===== RAW DATA
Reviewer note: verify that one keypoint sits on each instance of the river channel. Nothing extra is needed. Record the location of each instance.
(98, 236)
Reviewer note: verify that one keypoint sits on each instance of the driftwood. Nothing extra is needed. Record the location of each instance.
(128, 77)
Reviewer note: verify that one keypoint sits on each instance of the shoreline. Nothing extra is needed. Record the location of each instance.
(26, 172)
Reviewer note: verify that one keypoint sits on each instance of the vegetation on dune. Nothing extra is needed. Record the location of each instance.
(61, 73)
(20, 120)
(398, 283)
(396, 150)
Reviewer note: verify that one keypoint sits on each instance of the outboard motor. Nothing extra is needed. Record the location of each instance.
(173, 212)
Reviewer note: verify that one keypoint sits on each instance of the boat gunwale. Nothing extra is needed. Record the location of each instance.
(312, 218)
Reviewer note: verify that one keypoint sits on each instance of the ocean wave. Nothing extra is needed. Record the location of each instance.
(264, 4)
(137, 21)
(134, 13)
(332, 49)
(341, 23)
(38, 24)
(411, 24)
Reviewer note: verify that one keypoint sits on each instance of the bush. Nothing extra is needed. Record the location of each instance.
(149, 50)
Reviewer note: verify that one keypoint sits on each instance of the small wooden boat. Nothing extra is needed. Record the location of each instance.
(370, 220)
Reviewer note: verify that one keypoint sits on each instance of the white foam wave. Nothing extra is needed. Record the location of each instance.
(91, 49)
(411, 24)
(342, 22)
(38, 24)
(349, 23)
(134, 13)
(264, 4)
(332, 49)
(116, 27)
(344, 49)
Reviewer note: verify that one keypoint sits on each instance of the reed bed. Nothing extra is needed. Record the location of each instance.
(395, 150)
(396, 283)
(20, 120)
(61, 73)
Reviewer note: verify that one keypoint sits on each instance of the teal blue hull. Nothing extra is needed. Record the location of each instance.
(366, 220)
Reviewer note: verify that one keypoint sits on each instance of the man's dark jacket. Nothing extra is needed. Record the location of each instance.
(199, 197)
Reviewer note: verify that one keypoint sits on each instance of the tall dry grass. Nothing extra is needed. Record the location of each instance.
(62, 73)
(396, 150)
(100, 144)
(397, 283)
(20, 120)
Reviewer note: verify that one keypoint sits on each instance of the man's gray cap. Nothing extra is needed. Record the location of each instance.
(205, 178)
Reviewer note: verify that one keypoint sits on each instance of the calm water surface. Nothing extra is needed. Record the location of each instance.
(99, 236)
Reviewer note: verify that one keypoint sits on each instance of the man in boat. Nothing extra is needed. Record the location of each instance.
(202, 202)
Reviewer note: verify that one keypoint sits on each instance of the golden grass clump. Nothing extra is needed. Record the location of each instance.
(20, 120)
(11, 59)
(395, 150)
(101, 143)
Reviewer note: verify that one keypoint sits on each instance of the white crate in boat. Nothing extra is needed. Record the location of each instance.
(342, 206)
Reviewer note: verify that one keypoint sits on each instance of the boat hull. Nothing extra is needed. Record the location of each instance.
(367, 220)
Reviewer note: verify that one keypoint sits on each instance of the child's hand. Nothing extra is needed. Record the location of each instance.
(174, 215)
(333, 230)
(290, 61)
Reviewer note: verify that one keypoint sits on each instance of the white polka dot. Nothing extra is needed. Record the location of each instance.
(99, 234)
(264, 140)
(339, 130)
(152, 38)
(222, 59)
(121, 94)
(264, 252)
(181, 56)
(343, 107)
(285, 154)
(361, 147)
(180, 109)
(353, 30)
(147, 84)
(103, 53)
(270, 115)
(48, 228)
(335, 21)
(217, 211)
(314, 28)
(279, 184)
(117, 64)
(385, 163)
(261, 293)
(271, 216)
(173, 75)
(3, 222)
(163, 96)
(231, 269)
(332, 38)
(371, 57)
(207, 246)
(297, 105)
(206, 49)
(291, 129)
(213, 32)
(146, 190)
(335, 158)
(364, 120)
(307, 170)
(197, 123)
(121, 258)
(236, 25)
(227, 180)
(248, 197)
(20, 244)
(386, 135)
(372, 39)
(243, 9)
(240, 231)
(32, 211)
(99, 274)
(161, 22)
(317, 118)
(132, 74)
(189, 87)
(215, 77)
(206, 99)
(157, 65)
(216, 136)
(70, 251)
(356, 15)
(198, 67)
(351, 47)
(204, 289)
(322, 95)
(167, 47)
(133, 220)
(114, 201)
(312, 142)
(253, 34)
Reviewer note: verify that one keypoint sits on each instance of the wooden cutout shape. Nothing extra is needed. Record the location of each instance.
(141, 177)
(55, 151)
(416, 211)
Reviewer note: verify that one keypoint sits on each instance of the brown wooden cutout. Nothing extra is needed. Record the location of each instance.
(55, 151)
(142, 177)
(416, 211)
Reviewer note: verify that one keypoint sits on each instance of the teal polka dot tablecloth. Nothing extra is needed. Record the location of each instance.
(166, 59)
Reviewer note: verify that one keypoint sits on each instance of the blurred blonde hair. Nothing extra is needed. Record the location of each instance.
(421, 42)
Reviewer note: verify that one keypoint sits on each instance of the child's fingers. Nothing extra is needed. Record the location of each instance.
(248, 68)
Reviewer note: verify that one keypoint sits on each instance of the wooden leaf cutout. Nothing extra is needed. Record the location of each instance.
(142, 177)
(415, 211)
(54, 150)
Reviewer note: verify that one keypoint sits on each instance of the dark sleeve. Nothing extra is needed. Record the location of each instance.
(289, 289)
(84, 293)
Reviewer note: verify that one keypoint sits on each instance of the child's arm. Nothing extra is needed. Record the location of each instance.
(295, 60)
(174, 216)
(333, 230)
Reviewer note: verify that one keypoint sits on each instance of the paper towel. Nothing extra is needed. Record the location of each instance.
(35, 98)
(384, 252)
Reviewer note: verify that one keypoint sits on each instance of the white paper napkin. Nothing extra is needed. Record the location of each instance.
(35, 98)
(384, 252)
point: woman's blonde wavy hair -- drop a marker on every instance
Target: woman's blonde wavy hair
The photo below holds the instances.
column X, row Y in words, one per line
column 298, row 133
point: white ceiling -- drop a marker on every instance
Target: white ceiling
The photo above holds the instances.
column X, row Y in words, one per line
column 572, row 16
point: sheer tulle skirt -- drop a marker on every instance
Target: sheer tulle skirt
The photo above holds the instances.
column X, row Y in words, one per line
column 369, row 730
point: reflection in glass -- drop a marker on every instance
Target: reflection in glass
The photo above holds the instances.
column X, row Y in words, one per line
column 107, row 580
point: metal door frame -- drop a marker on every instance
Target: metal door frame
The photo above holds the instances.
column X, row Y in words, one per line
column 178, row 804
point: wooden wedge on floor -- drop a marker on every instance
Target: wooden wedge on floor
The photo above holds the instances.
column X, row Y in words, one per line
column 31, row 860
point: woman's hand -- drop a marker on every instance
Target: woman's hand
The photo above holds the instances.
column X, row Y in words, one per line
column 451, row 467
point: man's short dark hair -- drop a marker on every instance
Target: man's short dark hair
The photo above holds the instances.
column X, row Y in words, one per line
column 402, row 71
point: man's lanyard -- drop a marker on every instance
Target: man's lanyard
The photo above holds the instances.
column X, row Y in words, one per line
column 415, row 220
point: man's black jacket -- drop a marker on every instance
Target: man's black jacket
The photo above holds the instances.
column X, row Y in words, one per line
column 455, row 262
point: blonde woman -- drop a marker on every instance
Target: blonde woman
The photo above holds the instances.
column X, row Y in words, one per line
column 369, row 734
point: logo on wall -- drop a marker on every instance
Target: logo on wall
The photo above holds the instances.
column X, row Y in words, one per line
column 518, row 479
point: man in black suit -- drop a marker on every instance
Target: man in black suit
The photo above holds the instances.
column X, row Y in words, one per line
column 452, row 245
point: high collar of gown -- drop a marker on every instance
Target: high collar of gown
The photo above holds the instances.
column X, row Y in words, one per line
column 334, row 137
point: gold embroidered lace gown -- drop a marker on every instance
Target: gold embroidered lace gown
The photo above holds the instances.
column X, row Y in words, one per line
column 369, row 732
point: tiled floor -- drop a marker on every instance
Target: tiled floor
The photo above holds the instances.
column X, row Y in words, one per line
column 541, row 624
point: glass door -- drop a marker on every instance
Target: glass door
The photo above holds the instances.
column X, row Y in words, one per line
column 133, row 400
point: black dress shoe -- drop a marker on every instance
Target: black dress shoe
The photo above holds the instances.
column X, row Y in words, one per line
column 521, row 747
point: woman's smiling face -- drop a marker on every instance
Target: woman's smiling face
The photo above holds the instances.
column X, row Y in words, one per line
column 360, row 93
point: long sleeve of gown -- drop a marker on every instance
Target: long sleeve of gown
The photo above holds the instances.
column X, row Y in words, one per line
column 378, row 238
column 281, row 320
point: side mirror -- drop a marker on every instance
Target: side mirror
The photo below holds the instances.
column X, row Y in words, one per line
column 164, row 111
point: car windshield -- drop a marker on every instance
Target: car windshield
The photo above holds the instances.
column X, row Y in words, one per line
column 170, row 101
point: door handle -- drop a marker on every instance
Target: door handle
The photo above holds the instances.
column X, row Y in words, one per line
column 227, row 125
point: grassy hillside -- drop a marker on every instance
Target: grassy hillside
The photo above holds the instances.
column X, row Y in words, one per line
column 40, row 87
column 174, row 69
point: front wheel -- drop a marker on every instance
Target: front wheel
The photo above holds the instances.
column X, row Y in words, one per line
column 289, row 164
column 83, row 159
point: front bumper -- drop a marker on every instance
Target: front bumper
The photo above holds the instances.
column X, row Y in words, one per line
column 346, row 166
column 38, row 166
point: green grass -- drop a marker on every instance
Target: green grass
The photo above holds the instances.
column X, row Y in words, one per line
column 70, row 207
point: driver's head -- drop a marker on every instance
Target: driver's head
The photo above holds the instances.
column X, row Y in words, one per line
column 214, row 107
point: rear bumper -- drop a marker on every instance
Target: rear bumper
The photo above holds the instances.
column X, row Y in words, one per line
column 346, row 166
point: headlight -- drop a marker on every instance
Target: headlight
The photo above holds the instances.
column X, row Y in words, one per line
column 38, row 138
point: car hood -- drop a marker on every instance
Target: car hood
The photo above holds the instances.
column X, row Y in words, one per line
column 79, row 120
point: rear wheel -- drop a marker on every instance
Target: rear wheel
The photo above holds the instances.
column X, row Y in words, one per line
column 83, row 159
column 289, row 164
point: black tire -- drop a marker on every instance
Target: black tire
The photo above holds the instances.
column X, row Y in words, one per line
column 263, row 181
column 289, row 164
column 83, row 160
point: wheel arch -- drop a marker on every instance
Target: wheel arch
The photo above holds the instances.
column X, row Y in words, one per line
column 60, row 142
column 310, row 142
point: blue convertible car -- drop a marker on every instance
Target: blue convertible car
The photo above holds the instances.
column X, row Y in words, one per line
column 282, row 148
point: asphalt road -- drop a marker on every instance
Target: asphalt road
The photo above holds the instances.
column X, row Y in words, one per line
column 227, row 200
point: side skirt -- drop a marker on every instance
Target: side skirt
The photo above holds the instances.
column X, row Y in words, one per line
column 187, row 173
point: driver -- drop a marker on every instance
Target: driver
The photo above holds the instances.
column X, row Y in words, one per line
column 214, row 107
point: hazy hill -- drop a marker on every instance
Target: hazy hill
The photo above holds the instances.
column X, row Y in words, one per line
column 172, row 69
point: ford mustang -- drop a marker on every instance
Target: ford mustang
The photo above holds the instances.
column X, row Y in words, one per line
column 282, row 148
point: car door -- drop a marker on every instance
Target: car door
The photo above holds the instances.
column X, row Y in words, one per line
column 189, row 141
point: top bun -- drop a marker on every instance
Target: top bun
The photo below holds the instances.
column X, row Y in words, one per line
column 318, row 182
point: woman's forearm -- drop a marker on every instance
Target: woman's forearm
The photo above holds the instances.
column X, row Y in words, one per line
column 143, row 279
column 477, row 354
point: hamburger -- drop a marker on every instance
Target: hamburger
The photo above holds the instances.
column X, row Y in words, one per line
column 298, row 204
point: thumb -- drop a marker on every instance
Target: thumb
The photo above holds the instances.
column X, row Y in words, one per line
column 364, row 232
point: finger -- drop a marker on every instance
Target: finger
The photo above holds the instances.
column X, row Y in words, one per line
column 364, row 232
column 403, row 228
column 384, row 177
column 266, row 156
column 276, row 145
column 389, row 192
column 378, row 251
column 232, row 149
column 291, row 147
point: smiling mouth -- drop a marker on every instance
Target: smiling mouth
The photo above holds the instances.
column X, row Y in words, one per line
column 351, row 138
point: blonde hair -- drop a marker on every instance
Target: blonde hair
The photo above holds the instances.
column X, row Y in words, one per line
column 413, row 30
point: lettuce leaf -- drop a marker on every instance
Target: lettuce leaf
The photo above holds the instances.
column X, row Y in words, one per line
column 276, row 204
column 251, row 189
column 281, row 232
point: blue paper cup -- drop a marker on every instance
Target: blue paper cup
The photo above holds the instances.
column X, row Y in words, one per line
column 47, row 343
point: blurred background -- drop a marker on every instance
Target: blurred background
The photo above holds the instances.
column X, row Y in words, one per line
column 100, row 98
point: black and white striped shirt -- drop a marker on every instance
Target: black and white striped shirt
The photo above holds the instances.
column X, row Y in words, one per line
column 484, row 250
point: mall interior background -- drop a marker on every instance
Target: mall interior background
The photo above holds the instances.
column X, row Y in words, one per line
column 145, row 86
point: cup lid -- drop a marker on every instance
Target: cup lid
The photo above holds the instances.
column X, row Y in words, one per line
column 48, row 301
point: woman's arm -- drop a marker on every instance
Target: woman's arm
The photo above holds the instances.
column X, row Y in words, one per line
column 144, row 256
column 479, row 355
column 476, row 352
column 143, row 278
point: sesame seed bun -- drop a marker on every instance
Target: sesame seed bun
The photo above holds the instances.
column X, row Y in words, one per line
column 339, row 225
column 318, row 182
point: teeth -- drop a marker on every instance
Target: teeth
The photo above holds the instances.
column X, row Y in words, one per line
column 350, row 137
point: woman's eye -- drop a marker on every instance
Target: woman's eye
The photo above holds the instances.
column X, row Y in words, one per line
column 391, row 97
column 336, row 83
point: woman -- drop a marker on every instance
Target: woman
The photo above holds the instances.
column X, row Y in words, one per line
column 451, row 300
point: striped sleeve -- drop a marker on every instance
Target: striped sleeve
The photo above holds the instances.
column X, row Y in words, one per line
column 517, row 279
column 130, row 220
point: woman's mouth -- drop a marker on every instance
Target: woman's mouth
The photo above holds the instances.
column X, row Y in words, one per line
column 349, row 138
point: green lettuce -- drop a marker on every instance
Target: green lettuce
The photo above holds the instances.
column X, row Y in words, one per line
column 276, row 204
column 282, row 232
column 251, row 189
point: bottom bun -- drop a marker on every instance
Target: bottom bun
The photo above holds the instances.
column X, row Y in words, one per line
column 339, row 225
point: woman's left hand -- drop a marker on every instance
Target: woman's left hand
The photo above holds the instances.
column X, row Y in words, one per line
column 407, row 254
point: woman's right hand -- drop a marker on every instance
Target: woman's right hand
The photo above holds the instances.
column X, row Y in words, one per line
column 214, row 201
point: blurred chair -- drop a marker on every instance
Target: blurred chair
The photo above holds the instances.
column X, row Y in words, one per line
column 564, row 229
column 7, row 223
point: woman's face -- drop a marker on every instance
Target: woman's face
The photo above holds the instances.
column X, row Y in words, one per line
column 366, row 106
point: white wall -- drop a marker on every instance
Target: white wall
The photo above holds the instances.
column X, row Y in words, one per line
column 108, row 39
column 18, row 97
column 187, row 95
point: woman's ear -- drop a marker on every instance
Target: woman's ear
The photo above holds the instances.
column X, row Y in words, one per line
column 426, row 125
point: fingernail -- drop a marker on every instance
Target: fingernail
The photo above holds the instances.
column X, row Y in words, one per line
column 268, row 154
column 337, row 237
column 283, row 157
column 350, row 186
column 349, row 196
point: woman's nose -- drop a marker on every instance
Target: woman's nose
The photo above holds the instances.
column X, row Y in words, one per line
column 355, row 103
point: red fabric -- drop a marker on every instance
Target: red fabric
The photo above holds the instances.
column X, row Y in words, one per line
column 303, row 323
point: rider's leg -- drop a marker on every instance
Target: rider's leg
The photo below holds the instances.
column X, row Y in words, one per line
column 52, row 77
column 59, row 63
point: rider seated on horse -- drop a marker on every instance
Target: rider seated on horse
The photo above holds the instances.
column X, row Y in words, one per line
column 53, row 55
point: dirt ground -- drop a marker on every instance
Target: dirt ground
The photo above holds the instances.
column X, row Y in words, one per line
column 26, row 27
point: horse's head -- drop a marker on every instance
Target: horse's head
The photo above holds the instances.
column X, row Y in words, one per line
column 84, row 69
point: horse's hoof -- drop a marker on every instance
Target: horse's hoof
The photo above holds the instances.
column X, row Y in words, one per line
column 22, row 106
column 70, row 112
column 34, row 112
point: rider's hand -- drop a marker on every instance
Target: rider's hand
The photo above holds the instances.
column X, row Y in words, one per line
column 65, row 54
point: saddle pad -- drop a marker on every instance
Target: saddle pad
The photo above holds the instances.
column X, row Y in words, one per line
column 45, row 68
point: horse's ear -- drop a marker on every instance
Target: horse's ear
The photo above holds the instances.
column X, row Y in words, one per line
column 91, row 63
==========
# [AIM]
Output the lines of the material from the line containing "point: tiled floor" through the line containing "column 281, row 320", reproducing each one verbatim with both ends included.

# [RESULT OF THIS EXERCISE]
point: tiled floor -- drop a marker on every instance
Target: tiled floor
The photo above holds the instances.
column X, row Y in words, one per line
column 541, row 624
point: glass door -- drop a marker on every instance
Target: glass door
The photo above holds the instances.
column X, row Y in words, one per line
column 133, row 400
point: black dress shoe -- drop a marker on every instance
Target: black dress shoe
The photo above holds the instances.
column X, row Y in words, one per line
column 521, row 747
point: woman's smiling face -- drop a marker on every instance
Target: woman's smiling face
The photo above holds the instances.
column X, row Y in words, one per line
column 360, row 93
point: long sleeve of gown -- drop a marker on every instance
Target: long sleeve of gown
The photo above holds the instances.
column X, row Y in words, one per line
column 378, row 238
column 281, row 320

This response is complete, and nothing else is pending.